◆ Records supplied ◆
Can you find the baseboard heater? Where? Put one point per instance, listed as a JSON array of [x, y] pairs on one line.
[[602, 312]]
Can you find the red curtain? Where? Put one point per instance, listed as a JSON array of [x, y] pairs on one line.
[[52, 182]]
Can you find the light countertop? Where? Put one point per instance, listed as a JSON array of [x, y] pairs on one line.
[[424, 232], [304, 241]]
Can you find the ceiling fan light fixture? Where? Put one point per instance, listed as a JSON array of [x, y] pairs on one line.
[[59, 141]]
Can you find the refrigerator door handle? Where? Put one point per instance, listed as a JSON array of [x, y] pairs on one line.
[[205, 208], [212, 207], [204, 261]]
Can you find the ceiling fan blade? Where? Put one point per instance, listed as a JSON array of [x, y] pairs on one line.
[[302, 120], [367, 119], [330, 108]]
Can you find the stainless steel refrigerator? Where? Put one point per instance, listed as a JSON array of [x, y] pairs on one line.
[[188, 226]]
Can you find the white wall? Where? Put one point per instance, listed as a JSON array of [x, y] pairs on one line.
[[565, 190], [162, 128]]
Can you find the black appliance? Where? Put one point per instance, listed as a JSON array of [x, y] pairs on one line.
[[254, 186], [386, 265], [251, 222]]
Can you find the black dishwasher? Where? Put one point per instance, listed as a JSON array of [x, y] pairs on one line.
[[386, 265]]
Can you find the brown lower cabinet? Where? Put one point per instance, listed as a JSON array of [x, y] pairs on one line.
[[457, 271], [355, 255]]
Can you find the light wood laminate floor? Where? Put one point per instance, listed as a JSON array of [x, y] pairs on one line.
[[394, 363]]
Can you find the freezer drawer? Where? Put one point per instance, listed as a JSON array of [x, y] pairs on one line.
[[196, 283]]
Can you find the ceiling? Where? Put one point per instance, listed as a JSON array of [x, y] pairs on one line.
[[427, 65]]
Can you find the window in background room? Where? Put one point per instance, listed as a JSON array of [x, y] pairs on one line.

◆ Exercise description ◆
Starting at the top of the data and stopping after the line that contains "[[59, 141]]", write those lines out again with "red curtain" switched to "blue curtain" and nothing else changed.

◆ Solved problem ◆
Can you find the baseboard heater? Where? Put one point per instance, listed as a JSON array of [x, y] pairs on one line.
[[602, 312]]
Can you find the blue curtain? Where? Put one point per instance, listed as a JSON array of [x, y] pairs on one line.
[[52, 182]]
Can you find the light countertop? Where? Put one point per instance, listed as a JSON array of [x, y] pairs on one line.
[[424, 232], [304, 241]]
Can you find the ceiling fan light fixture? Where? Put one point per instance, listed as a JSON array of [x, y] pairs on one line.
[[59, 141]]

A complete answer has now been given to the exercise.